◆ **ENTRIES SUPPLIED**

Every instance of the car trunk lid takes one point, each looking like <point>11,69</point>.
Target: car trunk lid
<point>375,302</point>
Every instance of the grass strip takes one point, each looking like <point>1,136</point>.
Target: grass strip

◆ **WHAT IS NEEDED**
Lay out every line of the records above as a JSON list of strings, one string per line, leaving out blank lines.

◆ **FULL SOLUTION**
[
  "Every instance of the car trunk lid takes one point, each looking like <point>11,69</point>.",
  "Target: car trunk lid",
  "<point>375,302</point>",
  "Every instance of the grass strip takes one point, each looking like <point>1,136</point>.",
  "Target: grass strip"
]